- Problem to work on
Retype every one of the entries below, keeping each line the same as it appears.
┄┄┄┄┄┄┄┄┄┄┄┄┄┄┄┄┄┄┄┄
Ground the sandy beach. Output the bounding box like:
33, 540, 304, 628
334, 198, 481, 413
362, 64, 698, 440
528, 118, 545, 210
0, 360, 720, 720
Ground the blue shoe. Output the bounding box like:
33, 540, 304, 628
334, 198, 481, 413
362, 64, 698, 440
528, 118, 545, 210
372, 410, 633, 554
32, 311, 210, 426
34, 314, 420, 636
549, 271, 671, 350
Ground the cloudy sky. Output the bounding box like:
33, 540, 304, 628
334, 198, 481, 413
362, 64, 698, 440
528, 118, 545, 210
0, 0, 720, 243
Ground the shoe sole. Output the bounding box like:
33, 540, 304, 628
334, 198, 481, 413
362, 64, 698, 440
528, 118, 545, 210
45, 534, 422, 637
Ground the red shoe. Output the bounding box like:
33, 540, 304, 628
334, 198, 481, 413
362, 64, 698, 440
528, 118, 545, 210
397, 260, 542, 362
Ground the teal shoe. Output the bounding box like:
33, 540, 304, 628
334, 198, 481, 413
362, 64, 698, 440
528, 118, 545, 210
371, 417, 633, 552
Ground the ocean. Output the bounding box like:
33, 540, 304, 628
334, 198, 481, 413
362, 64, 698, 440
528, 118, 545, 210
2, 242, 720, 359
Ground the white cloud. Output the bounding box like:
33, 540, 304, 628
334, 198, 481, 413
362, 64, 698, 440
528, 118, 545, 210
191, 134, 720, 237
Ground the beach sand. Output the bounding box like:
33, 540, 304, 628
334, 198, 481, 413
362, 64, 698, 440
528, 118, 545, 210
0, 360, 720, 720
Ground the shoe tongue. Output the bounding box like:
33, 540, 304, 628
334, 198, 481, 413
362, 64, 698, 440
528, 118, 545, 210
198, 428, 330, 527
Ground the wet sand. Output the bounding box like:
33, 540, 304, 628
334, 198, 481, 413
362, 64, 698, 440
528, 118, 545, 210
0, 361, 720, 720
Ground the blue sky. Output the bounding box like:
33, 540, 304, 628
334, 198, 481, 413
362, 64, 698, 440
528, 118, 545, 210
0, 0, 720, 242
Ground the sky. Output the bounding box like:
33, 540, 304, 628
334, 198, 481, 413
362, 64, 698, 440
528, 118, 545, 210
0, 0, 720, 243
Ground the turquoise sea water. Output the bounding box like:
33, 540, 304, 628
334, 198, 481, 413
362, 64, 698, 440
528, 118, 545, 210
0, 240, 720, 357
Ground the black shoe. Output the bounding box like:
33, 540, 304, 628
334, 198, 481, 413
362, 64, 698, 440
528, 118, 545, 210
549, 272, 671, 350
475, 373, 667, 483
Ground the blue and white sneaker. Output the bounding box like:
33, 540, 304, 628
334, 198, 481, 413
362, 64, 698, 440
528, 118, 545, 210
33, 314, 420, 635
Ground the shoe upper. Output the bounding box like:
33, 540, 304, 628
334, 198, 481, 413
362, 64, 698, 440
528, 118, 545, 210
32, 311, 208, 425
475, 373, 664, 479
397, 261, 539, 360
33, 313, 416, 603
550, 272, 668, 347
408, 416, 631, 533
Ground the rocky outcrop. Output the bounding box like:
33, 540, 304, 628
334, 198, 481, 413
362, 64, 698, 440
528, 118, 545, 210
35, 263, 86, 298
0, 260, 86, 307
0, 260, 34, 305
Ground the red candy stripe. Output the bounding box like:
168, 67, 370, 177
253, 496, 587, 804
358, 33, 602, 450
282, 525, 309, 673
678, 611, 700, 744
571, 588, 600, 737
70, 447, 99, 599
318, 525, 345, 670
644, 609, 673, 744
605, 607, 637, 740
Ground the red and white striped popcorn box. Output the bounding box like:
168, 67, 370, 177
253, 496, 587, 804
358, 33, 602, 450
┄┄┄┄┄┄┄┄┄┄┄┄┄┄┄┄┄┄┄┄
- Response to this task
Ground the sandy beach. Output the bounding box like:
33, 540, 304, 628
334, 198, 481, 413
362, 64, 698, 440
528, 118, 545, 210
0, 360, 720, 720
Ground the blue shoe. Output the bounding box like:
33, 540, 304, 628
334, 198, 481, 413
362, 64, 698, 440
528, 118, 545, 210
372, 410, 633, 554
32, 311, 210, 426
34, 314, 420, 636
549, 271, 671, 350
Ground the cloudy sky. Output the bounding box like:
33, 540, 304, 628
334, 198, 481, 413
362, 64, 698, 440
528, 118, 545, 210
0, 0, 720, 243
Ground the shoe sole. Output the bounding box like:
33, 540, 304, 628
334, 198, 481, 413
362, 64, 698, 440
528, 118, 545, 210
45, 534, 422, 637
Ground the red shoe. Output the bounding box like:
33, 540, 304, 628
334, 198, 481, 413
362, 64, 698, 440
528, 118, 545, 210
397, 260, 542, 362
Ground the teal shoe. Output the bounding box like:
33, 540, 304, 628
334, 198, 481, 413
362, 64, 698, 440
528, 118, 545, 210
371, 417, 633, 552
Ground the ocean. Output the bounding box like:
33, 540, 304, 628
334, 198, 481, 413
362, 64, 698, 440
528, 118, 545, 210
2, 242, 720, 359
Ground the white cloud. Output the bounding box like:
33, 540, 304, 628
334, 198, 481, 413
362, 64, 698, 440
528, 118, 545, 210
191, 134, 720, 237
Ground the beach sand. Output the bounding box like:
33, 540, 304, 628
334, 198, 481, 413
362, 64, 698, 440
528, 118, 545, 210
0, 360, 720, 720
Ground the shoe tongue. Output the bounding box like:
33, 540, 304, 628
334, 198, 481, 413
362, 64, 698, 440
528, 118, 545, 210
198, 428, 330, 527
Ground the wet sand. Output the bounding box like:
33, 540, 304, 628
334, 198, 481, 413
362, 64, 698, 440
528, 118, 545, 210
0, 361, 720, 720
Ground the blue sky. Output the bounding box like:
33, 540, 304, 628
334, 198, 481, 413
362, 64, 698, 440
528, 118, 545, 210
0, 0, 720, 242
Ground the sky. Output the bounding box like:
33, 540, 304, 628
334, 198, 481, 413
362, 64, 698, 440
528, 118, 545, 210
0, 0, 720, 243
Ground the turquoise sea water. Output the bounding box like:
33, 540, 304, 628
334, 198, 481, 413
362, 64, 698, 440
528, 118, 545, 210
0, 240, 720, 357
Ground the black shoe. Output the bounding box like:
33, 540, 304, 628
334, 198, 481, 413
362, 64, 698, 440
528, 118, 545, 210
549, 272, 671, 350
475, 373, 667, 483
Ground the blue and white sneaker. Output the bounding box like:
33, 540, 304, 628
334, 198, 481, 413
362, 64, 698, 440
528, 118, 545, 210
33, 314, 420, 635
Ground the shoe upper. Output the bounding box like:
33, 540, 304, 628
334, 198, 481, 413
362, 64, 698, 440
528, 118, 545, 210
32, 311, 208, 425
475, 373, 664, 479
397, 261, 539, 360
33, 313, 416, 603
550, 272, 668, 347
408, 416, 631, 533
Ground the rocky outcrop. Output the bounding box like:
33, 540, 304, 628
334, 198, 481, 413
362, 64, 698, 440
528, 118, 545, 210
35, 263, 86, 298
0, 260, 86, 307
0, 260, 34, 305
Ground the red candy stripe. Output the bounding box like:
168, 67, 370, 177
253, 496, 587, 804
358, 33, 602, 450
282, 525, 309, 673
678, 611, 700, 744
571, 588, 600, 737
70, 447, 99, 599
318, 525, 345, 670
644, 609, 673, 744
605, 607, 637, 740
Ground the red and white striped popcorn box. Output the bounding box like:
168, 67, 370, 177
253, 496, 587, 804
358, 33, 602, 450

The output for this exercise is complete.